### Text section
"""

# B. smithi sling buried?



## MattyMUSEROCKS (Dec 11, 2012)

Hello there!
I've been glancing at these forums for a few days now since my girlfriend gave me my _B. smithi_ spiderling (little bugger is about 11mm).

Right. Its been in a smallish tupperware tub filled halfway with substrate. This tub inside the 'small' faunarium that was given in a spiderling kit- heat mat suck to the side instead of bottom.

Last night, I located it in the plastic 'pot' that it arrived in (stuck some substrate in and put the pot on its side for a burrow/hide for now), sling had been avoiding crickets and seemed to get a bit paler... So I assumed a moult (so soon!!).

This morning I peeked in half expecting a slightly bigger sling sitting in a corner or the pot... Nope. No new holes or anything.

I panicked because it had gotten a bit cold overnight (20C, has been 23C minimum for 3 nights). I took the tupperware tub out of the and put it on the heat mat (lid on), threw some warm substrate into the faunarium, put the supplied cork bark in... (whch I should have simply done when it arrived!)

"""

[Labeled-object pointing entries]

"""

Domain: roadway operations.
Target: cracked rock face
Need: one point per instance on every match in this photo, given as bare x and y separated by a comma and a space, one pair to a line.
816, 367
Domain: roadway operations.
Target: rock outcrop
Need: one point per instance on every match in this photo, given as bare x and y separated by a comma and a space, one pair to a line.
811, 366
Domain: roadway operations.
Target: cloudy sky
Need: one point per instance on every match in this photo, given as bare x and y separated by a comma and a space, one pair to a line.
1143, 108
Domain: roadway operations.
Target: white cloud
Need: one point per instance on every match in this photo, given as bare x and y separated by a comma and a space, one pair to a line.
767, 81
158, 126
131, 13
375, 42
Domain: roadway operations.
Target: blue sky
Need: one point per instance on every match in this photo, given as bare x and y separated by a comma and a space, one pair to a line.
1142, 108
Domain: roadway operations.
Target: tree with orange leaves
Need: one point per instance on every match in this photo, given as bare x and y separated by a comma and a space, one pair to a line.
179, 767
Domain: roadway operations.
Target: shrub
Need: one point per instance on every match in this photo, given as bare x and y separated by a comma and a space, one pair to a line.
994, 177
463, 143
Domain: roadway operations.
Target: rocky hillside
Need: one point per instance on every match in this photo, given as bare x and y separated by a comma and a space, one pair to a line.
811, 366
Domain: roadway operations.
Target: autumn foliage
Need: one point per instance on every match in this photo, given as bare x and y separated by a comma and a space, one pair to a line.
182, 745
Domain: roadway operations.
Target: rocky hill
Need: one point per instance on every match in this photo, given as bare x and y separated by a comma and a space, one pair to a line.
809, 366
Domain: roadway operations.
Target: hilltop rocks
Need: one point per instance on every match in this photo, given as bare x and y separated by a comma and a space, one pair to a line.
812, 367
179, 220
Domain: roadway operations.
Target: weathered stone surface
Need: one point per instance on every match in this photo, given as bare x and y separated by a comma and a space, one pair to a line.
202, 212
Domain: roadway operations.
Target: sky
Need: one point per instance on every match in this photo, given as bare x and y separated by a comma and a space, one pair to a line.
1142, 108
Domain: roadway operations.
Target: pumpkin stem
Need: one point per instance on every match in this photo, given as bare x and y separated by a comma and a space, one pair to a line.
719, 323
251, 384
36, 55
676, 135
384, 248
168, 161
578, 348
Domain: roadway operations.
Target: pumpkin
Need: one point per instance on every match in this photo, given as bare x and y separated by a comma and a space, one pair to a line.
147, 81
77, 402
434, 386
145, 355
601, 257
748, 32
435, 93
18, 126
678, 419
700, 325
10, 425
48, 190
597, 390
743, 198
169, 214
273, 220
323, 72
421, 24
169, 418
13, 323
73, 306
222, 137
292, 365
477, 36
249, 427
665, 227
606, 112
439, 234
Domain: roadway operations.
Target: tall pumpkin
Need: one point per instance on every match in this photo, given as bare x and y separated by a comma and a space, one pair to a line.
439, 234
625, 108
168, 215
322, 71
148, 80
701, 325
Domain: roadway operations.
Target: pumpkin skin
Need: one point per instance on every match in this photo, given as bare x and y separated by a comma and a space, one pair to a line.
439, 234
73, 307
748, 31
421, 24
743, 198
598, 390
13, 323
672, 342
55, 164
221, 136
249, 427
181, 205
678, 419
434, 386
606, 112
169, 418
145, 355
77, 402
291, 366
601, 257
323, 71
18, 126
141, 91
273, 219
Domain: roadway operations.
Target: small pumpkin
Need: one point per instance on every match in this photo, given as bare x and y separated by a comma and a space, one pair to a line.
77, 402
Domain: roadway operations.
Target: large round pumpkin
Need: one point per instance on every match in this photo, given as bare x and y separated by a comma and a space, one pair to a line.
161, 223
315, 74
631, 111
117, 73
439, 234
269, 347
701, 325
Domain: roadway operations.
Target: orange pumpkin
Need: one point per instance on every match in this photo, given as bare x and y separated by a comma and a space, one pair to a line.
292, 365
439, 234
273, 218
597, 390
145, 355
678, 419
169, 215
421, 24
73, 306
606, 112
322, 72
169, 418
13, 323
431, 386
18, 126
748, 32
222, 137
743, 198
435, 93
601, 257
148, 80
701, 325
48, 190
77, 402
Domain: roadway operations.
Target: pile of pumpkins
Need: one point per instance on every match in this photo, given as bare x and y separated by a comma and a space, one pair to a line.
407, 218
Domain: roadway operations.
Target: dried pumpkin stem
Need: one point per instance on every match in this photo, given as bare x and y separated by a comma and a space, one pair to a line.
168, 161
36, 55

"""
"""

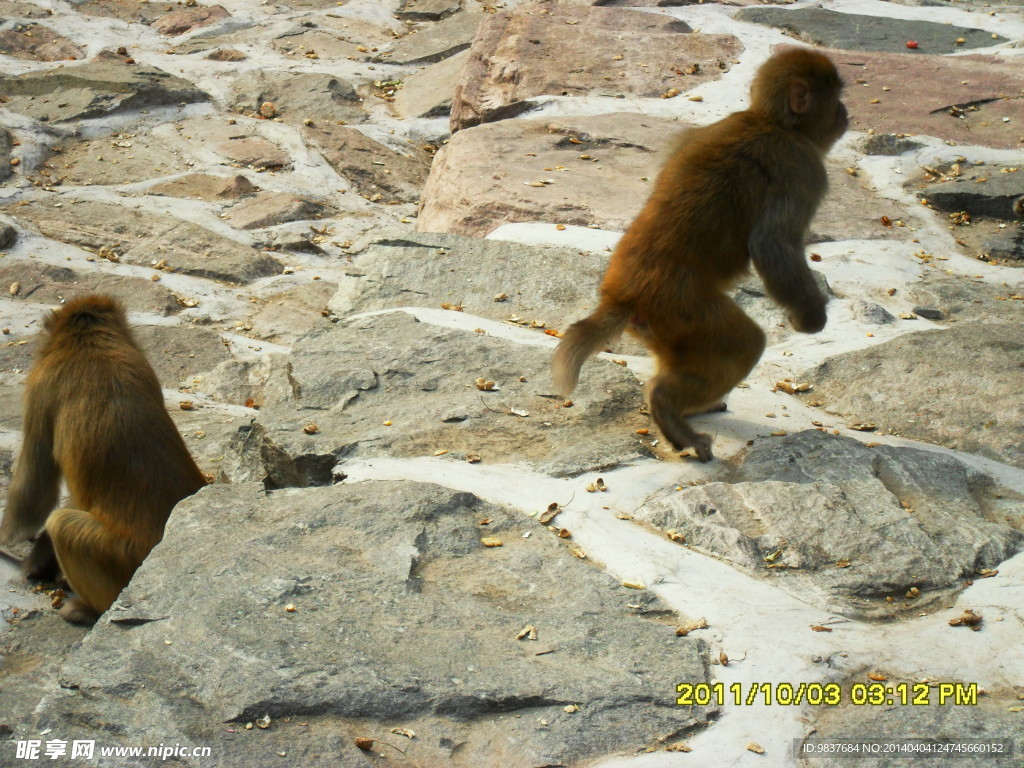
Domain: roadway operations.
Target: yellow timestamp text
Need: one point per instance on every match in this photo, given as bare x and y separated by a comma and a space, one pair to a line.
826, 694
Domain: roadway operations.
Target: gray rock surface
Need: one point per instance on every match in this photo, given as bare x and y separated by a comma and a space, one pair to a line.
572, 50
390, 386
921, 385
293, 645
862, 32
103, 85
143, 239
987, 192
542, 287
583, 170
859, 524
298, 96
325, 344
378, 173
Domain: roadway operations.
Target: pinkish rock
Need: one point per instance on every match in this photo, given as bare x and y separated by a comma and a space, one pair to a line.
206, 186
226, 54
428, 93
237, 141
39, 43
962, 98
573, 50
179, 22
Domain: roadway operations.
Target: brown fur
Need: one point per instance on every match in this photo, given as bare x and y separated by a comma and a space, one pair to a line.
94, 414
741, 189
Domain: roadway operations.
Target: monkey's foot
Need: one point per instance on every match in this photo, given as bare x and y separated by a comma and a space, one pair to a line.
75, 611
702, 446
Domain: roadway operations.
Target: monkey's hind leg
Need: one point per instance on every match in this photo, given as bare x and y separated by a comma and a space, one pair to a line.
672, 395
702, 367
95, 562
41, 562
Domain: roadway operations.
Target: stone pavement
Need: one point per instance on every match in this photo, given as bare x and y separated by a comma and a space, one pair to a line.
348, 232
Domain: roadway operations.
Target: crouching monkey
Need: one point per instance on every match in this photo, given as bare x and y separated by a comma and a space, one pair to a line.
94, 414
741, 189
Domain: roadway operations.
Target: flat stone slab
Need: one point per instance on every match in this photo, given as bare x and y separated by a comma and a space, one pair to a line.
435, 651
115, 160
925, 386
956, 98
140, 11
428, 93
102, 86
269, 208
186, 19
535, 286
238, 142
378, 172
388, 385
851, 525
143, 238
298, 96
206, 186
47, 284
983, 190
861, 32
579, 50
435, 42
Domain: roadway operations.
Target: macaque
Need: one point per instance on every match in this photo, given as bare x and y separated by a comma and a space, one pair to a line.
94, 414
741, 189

"""
"""

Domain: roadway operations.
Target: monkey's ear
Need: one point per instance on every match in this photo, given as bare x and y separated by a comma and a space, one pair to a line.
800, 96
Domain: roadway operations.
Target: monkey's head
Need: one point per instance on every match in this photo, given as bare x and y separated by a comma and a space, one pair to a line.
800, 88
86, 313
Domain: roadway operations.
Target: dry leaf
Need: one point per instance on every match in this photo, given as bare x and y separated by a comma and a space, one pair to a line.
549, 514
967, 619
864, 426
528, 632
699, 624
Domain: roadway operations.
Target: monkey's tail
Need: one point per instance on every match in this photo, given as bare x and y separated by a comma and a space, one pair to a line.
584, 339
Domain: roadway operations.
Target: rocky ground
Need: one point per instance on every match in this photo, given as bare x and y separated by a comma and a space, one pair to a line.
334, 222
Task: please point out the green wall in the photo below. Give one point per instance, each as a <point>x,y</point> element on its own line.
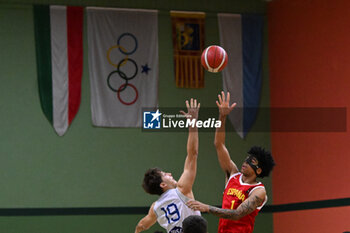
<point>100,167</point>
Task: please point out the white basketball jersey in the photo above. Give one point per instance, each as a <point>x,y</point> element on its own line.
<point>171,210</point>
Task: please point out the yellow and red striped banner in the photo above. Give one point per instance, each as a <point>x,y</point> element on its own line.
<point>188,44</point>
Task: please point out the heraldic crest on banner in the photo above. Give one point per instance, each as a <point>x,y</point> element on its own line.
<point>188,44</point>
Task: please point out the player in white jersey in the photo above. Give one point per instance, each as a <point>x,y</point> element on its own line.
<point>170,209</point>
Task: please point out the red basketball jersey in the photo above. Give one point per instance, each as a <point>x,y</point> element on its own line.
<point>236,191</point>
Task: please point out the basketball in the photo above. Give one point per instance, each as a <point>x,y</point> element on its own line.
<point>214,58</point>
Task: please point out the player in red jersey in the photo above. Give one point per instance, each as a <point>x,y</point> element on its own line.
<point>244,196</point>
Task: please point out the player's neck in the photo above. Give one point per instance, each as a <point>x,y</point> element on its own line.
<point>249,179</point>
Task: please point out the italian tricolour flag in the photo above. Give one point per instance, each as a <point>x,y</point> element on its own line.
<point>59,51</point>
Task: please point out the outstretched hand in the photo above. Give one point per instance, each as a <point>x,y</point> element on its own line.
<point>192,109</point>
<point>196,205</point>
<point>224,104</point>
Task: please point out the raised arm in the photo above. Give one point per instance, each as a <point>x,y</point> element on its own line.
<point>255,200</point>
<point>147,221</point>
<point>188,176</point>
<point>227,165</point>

"""

Transcribe the spiderling post word for word, from "Hello there!" to "moult (so soon!!).".

### Solved problem
Hello there!
I've been glancing at these forums for a few days now since my girlfriend gave me my _B. smithi_ spiderling (little bugger is about 11mm).

Right. Its been in a smallish tupperware tub filled halfway with substrate. This tub inside the 'small' faunarium that was given in a spiderling kit- heat mat suck to the side instead of bottom.

Last night, I located it in the plastic 'pot' that it arrived in (stuck some substrate in and put the pot on its side for a burrow/hide for now), sling had been avoiding crickets and seemed to get a bit paler... So I assumed a moult (so soon!!).